> [Instructions to follow]:
Give the data again exactly, from its opening line through the line in which "Target: worker sitting on steel beam" appears.
=== Data listing ===
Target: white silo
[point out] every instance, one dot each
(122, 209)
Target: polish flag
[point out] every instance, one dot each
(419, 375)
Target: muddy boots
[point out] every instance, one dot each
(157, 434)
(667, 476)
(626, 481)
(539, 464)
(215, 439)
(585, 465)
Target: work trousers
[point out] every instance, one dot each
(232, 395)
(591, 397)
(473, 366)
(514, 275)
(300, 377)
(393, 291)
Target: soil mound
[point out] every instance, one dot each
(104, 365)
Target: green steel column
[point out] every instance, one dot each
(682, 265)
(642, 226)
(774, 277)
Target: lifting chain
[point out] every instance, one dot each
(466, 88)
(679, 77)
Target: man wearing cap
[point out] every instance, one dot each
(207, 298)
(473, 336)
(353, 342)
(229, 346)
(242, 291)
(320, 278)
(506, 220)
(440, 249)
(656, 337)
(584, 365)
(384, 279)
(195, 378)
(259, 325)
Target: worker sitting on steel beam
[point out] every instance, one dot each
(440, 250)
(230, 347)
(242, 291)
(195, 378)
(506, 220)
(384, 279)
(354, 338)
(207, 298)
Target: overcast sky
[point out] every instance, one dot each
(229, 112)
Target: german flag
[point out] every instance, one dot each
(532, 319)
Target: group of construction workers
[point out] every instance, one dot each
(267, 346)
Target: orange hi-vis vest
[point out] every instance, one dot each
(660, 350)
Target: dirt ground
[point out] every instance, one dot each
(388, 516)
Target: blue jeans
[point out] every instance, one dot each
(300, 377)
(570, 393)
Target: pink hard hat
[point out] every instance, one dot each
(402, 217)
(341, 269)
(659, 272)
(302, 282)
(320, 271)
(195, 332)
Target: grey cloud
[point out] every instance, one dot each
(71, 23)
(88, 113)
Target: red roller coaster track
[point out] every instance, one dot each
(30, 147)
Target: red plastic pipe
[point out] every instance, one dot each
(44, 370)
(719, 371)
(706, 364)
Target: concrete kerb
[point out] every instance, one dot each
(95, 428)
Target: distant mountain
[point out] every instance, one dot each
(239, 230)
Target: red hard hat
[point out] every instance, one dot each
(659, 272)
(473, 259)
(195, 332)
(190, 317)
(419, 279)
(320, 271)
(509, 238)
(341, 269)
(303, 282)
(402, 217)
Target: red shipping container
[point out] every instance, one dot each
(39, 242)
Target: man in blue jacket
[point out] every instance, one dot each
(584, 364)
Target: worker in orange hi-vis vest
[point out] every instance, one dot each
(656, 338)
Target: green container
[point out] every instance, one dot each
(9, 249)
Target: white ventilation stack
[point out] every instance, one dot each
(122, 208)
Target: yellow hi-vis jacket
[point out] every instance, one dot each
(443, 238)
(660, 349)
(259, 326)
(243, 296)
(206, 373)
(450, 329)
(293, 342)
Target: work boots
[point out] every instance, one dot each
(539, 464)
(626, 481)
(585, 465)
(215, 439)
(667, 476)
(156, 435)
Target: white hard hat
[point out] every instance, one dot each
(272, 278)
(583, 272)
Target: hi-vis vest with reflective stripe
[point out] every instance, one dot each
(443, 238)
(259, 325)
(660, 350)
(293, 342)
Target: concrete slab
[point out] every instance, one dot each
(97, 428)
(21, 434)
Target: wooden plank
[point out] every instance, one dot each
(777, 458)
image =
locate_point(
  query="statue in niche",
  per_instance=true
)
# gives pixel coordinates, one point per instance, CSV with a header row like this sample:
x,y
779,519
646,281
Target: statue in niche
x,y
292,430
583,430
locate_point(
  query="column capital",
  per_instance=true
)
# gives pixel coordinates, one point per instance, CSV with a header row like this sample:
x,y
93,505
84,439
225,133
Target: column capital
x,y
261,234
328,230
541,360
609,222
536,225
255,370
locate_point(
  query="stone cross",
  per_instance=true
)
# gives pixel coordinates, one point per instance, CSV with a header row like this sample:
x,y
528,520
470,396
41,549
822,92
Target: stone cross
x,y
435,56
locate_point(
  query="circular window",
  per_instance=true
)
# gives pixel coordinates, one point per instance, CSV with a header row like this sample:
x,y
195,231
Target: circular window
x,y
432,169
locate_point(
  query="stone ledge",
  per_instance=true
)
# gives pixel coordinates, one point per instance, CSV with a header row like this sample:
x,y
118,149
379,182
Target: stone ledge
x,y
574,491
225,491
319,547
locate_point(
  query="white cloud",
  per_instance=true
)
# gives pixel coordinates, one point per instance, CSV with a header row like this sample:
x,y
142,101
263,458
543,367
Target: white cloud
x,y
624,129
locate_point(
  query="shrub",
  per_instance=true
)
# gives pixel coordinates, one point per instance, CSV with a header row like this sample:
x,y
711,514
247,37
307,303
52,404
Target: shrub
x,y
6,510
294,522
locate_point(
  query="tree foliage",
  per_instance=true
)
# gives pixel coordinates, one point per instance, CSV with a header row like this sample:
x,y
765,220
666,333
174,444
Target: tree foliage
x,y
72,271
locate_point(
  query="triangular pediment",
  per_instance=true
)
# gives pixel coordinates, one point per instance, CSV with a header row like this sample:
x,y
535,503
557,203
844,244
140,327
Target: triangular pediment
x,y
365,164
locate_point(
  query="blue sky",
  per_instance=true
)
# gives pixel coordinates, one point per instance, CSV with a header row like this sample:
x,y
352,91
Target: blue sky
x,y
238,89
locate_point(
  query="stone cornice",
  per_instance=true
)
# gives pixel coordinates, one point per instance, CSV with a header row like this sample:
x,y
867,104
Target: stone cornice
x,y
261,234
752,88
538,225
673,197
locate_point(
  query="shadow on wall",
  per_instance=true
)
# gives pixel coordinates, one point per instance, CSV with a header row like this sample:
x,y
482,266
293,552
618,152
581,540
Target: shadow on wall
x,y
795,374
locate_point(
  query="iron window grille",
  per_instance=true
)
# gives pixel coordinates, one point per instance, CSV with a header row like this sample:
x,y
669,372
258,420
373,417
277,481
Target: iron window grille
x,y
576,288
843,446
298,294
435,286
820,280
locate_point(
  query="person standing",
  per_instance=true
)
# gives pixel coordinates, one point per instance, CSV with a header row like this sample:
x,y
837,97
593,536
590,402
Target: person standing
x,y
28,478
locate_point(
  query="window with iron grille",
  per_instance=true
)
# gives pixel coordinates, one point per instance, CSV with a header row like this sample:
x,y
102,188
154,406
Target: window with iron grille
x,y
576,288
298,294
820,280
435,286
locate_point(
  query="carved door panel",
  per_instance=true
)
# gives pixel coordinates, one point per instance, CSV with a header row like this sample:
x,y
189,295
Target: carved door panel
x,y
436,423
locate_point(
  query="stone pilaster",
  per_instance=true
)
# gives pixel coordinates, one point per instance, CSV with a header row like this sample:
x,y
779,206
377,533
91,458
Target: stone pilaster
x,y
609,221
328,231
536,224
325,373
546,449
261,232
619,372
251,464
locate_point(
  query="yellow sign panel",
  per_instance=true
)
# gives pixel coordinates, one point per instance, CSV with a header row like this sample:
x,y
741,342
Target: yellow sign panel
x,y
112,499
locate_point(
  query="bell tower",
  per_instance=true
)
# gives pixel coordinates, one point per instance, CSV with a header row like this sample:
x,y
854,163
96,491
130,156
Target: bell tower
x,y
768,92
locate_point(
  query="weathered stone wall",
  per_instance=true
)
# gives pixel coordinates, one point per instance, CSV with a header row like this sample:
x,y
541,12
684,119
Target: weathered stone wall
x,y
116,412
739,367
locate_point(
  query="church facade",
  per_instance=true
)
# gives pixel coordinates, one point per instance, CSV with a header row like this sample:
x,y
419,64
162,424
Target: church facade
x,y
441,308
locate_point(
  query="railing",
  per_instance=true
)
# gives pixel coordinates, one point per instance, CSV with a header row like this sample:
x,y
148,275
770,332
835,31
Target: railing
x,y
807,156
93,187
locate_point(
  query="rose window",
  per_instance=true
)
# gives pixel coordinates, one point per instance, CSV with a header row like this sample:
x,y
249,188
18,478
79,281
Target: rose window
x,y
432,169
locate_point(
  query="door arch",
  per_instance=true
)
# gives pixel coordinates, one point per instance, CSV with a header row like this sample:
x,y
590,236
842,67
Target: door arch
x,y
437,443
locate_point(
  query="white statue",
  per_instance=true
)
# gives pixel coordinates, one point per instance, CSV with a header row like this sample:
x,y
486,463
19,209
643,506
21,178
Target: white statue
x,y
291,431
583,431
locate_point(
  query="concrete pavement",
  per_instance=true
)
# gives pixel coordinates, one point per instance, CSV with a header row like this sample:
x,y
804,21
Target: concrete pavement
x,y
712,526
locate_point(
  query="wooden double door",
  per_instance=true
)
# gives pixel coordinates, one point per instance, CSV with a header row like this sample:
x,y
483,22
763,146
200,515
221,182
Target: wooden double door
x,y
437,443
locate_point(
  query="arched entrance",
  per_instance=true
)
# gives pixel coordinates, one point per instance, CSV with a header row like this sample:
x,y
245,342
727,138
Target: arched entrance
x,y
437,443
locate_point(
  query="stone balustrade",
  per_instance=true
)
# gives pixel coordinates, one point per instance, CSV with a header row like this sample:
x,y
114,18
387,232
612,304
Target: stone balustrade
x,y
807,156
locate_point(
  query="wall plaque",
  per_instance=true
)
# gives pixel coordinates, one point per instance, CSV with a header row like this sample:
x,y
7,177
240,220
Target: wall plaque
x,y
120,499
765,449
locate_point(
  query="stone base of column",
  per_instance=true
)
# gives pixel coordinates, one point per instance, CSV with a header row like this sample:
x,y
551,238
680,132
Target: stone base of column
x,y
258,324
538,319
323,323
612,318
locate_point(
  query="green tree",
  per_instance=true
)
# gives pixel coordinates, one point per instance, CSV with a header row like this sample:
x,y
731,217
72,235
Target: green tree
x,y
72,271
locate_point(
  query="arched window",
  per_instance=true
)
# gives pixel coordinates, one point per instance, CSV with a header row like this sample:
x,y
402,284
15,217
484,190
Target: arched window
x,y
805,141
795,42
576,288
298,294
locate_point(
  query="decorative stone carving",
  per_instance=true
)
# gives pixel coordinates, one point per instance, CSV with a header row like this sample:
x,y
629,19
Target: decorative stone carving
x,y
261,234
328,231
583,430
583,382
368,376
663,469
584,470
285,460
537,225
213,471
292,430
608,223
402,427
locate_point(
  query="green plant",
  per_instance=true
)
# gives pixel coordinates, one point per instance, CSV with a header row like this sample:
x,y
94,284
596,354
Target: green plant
===
> [The completed task]:
Target: white silo
[point out] every instance, one dot each
(122, 209)
Target: polish flag
[point out] every instance, one dot each
(419, 375)
Target: muddy boots
[point out] every instance, one dot each
(157, 434)
(667, 476)
(626, 481)
(539, 464)
(215, 439)
(585, 465)
Target: work trousers
[point out] every instance, one dot each
(232, 395)
(591, 397)
(473, 366)
(514, 275)
(300, 377)
(393, 291)
Target: soil mound
[point out] every instance, one dot each
(104, 365)
Target: green steel column
[point out] every instance, one dot each
(682, 265)
(642, 226)
(774, 277)
Target: lifting chain
[point out] every instance, one dot each
(466, 88)
(679, 77)
Target: man wearing cap
[point out] every instance, one dot each
(207, 298)
(473, 336)
(353, 342)
(229, 346)
(242, 291)
(320, 278)
(506, 220)
(440, 249)
(656, 337)
(584, 365)
(384, 279)
(195, 378)
(259, 325)
Target: worker sitting on steel beam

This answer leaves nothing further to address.